:: Problem details ::
The records below must be returned exactly, with every picture left out.

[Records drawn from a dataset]
◇ ◇ ◇

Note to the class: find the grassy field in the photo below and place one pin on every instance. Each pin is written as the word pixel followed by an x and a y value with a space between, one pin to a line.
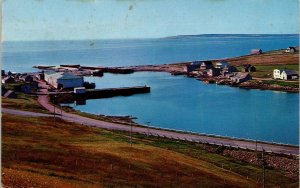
pixel 276 57
pixel 266 71
pixel 36 152
pixel 23 102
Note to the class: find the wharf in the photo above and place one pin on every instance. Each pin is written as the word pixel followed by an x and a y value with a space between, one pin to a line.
pixel 111 92
pixel 115 70
pixel 102 93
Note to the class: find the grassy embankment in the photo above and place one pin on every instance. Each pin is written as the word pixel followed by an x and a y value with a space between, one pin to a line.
pixel 23 102
pixel 36 152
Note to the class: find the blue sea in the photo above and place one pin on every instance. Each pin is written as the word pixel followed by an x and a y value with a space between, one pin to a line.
pixel 175 102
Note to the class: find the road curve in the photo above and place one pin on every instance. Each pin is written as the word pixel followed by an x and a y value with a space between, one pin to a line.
pixel 244 144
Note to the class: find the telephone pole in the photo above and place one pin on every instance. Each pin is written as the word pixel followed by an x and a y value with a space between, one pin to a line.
pixel 263 168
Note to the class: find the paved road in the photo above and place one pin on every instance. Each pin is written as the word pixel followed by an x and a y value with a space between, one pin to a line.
pixel 289 150
pixel 245 144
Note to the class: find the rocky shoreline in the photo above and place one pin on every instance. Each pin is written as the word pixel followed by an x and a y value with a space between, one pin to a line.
pixel 178 69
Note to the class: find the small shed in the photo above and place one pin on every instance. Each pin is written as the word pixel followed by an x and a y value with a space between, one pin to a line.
pixel 213 72
pixel 79 90
pixel 205 65
pixel 10 94
pixel 222 64
pixel 228 69
pixel 190 67
pixel 27 78
pixel 240 77
pixel 289 74
pixel 291 49
pixel 8 80
pixel 256 51
pixel 248 68
pixel 3 90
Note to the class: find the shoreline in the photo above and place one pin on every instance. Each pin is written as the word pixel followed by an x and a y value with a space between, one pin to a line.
pixel 128 121
pixel 177 69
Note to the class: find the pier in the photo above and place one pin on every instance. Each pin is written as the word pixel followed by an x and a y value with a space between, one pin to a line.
pixel 112 92
pixel 99 93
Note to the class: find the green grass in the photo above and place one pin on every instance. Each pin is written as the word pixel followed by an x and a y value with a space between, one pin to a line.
pixel 267 71
pixel 23 102
pixel 281 83
pixel 69 154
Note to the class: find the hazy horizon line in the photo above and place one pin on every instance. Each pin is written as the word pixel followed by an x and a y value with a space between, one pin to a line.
pixel 166 37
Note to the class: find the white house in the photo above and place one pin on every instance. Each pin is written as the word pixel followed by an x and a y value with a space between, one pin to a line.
pixel 290 49
pixel 222 64
pixel 63 80
pixel 285 74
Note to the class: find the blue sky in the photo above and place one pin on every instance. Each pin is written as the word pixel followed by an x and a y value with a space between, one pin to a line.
pixel 105 19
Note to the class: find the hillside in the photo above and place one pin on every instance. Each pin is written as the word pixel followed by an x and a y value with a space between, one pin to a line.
pixel 40 152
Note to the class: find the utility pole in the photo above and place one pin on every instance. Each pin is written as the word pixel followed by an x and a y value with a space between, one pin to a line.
pixel 131 135
pixel 54 110
pixel 263 166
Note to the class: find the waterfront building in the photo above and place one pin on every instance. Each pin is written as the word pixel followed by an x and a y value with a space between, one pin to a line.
pixel 290 49
pixel 228 69
pixel 26 78
pixel 10 94
pixel 7 80
pixel 285 74
pixel 256 51
pixel 63 80
pixel 222 64
pixel 240 77
pixel 206 65
pixel 248 68
pixel 213 72
pixel 79 90
pixel 190 67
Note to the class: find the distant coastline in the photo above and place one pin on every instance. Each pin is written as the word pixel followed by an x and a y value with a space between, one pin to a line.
pixel 229 35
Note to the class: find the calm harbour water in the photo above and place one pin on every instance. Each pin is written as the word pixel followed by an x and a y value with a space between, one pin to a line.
pixel 175 102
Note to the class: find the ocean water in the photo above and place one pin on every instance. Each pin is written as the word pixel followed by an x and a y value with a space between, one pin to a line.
pixel 21 56
pixel 175 102
pixel 183 103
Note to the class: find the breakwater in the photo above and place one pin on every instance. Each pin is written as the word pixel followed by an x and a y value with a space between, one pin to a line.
pixel 66 97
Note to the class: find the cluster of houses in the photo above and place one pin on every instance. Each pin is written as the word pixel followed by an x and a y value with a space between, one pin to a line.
pixel 285 74
pixel 63 80
pixel 222 69
pixel 27 83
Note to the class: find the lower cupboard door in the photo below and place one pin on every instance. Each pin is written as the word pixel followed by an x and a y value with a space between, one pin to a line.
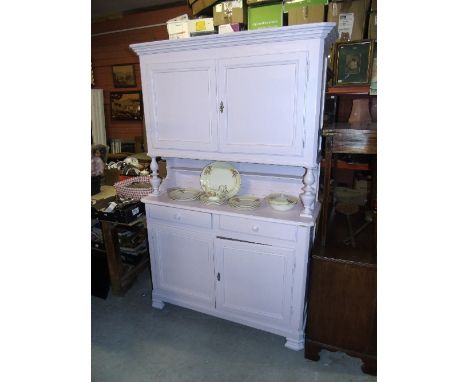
pixel 254 281
pixel 184 265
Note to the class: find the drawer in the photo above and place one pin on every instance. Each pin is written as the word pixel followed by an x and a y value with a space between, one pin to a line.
pixel 258 227
pixel 179 215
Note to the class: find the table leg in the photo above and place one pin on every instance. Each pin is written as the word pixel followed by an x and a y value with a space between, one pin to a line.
pixel 111 242
pixel 326 190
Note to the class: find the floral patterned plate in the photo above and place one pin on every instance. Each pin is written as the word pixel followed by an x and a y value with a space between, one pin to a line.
pixel 221 179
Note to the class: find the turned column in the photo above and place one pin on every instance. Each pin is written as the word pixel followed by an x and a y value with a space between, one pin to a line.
pixel 155 180
pixel 308 197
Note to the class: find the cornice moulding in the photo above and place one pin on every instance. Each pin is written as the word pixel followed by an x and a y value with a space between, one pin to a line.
pixel 326 31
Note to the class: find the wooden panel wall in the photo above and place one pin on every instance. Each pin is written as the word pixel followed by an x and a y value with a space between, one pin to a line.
pixel 113 48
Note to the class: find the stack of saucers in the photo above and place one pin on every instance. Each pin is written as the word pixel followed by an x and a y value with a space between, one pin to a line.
pixel 184 194
pixel 245 202
pixel 282 202
pixel 211 198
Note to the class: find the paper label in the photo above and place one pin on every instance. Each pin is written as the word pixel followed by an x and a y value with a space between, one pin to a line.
pixel 225 28
pixel 335 9
pixel 345 24
pixel 200 26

◇ ◇ ◇

:: Answer area ::
Note to the class: find the grassy field in the photo below and place one pin on every instance. Each pin is written as the word pixel followed by an x and a y value with a space between, one pin to a line.
pixel 276 57
pixel 266 71
pixel 36 152
pixel 23 102
Note to the class: find the wharf in the photo above and place one pin on every instance. Each pin is written as the word pixel followed by an x and a y value with a space between, one pin to a line.
pixel 111 92
pixel 115 70
pixel 102 93
Note to the class: find the grassy embankment in the photo above and place one pin on every instance. Each pin is written as the word pixel followed by an x and a y value with a space between, one pin to a line.
pixel 23 102
pixel 36 152
Note to the class: find the blue sea in the photo above and place one pin on every instance. Each pin is written as the word pixel followed by an x and a y value with a space between, one pin to a line.
pixel 175 102
Note to the class: find the road curve in the photo above and place one pin on every instance. Each pin is written as the word pixel followed by an x and a y value with a space between, one pin to a line.
pixel 244 144
Note to the class: find the telephone pole in the photo above and place one pin on every instance. Each pin is written as the word pixel followed by an x and a y value with a space between, one pin to a line.
pixel 263 168
Note to the class: find the paved road in the photo above and place one pin on every instance. Each pin is written as the word pixel followed by an x and a y value with a space between, one pin to a line.
pixel 289 150
pixel 245 144
Note to the class: find the rocky shoreline in the photo above and place one pin on every instance. Each pin is written as the word pixel followed by an x and a y value with a space between, one pin to a line.
pixel 178 69
Note to the class: find the small shed in the photo above and place one pin on every instance. Each pin is written as the word pixel followed by an x and a y value with a space between, one pin to a line.
pixel 213 72
pixel 79 90
pixel 205 65
pixel 10 94
pixel 222 64
pixel 228 69
pixel 190 67
pixel 27 78
pixel 240 77
pixel 289 74
pixel 291 49
pixel 8 80
pixel 256 51
pixel 248 68
pixel 3 90
Note to the class: find the shoreline in the photo above and place one pin on every instance. Each pin is written as the word pixel followed by an x and a y value with a space between, one pin to a line.
pixel 128 121
pixel 177 69
Note to the class: find the pier in the photo above and place one pin on every instance. Each pin is written as the word pixel followed by an x and a y value with a space between, one pin to a line.
pixel 112 92
pixel 99 93
Note to the class: find the green grass in the photo above and place one pin on every instance. Each pin is written as the word pixel followed by an x and a y value with a space between, one pin to a line.
pixel 267 71
pixel 23 102
pixel 281 83
pixel 69 154
Note to the class: find the hazy horizon line in the photo above and place one pin on every instance. Each pin is written as the word pixel followed by an x and a y value with a space between, one pin to a line.
pixel 166 37
Note to the class: find the white house in the photo above and place one pin on every instance. Each pin is written as the word pixel followed by an x and a y value with a space between, one pin to a line.
pixel 290 49
pixel 222 64
pixel 63 80
pixel 285 74
Note to the class: find the blue sky in the photo above and place one pin on every instance. Each pin is written as the word pixel followed by an x and a y value with a space between, one pin to a line.
pixel 105 19
Note to the class: find the hillside in the photo above and place one pin on every instance. Each pin is written as the word pixel followed by an x and a y value with a space between, one pin to a line.
pixel 40 152
Note to the class: find the utility pole in the photo above and place one pin on every instance. Each pin is written as the word pixel followed by an x and a y value with a space between, one pin to a line.
pixel 131 135
pixel 54 110
pixel 263 166
Note to the class: find the waterfront building in the photo above and place one pin on every instance. Each pin is written as the word pixel followed by an x and a y value with a space between, one pin to a line.
pixel 290 49
pixel 228 69
pixel 26 78
pixel 10 94
pixel 7 80
pixel 285 74
pixel 256 51
pixel 63 80
pixel 222 64
pixel 240 77
pixel 206 65
pixel 248 68
pixel 213 72
pixel 79 90
pixel 190 67
Note to the class: find the distant coastline in the photo above and place one pin on every instance. Each pin is written as the word pixel followed by an x and a y value with a space between, one pin to a line.
pixel 229 35
Note to the class: find the calm harbour water in the photo above and place one pin on every instance. Each pin is written as the word pixel followed by an x and a y value with a space between, one pin to a line.
pixel 175 102
Note to the class: find the ocean water in the photo above and place one pin on every instance. Each pin is written as the word pixel followed by an x and a y value with a space between, one pin to a line.
pixel 21 56
pixel 175 102
pixel 183 103
Note to the class: find the breakwater in the photo above and place one pin on every instance. Each pin is written as the word pixel followed by an x and a y value with a space between, one pin to a line.
pixel 66 97
Note to the class: find the cluster of houses in the photo above and place one pin on every instance. Each pin is written as the word pixel followed by an x and a y value with a space between, one pin to a line.
pixel 285 74
pixel 63 80
pixel 222 69
pixel 27 83
Note to the class: find the lower cupboard door in the photo below and place one pin on every instance. Each pin is written as the word pixel followed by an x and a y value with a space between, one pin to a line.
pixel 254 281
pixel 184 265
Note to the class: find the drawer in the photo above and place one pin on every instance. Each pin is written as the word pixel followed by an x and a y value with a space between, one pin to a line.
pixel 258 227
pixel 179 215
Note to the class: find the table leg in the photo above and place one pin on every instance. Each pin is written as the word pixel followed by an x and a y value with a space between, one pin to a line.
pixel 111 242
pixel 326 190
Note to the class: find the floral patterned plate in the photo above and place one pin on every instance. Each pin is written as the word pixel followed by an x and a y value with a space between, one pin to a line.
pixel 221 179
Note to the class: find the turned column in the photo above and place one pin on every instance. Each pin is written as the word pixel followed by an x and a y value with a space between, one pin to a line.
pixel 155 180
pixel 308 197
Note to the class: find the cornice moulding in the photo above and place one pin on every instance. Each pin is written as the word pixel followed by an x and a y value with a space between, one pin to a line.
pixel 326 31
Note to the class: find the wooden panel wall in the photo above and place one pin on every instance. Each pin is written as the word pixel followed by an x and a y value with a space between, one pin to a line.
pixel 113 48
Note to the class: find the stack of saucers in the photo above and place one pin on every instance. Each pin is written as the word pixel followed by an x and a y value with a space between, one pin to a line.
pixel 184 194
pixel 245 202
pixel 282 202
pixel 211 198
Note to the class: find the paper label in the photo above and place one pin on every instance. Each pin is written as the word pixel followed by an x and a y value with a space between, one pin to a line.
pixel 225 28
pixel 335 9
pixel 345 24
pixel 200 26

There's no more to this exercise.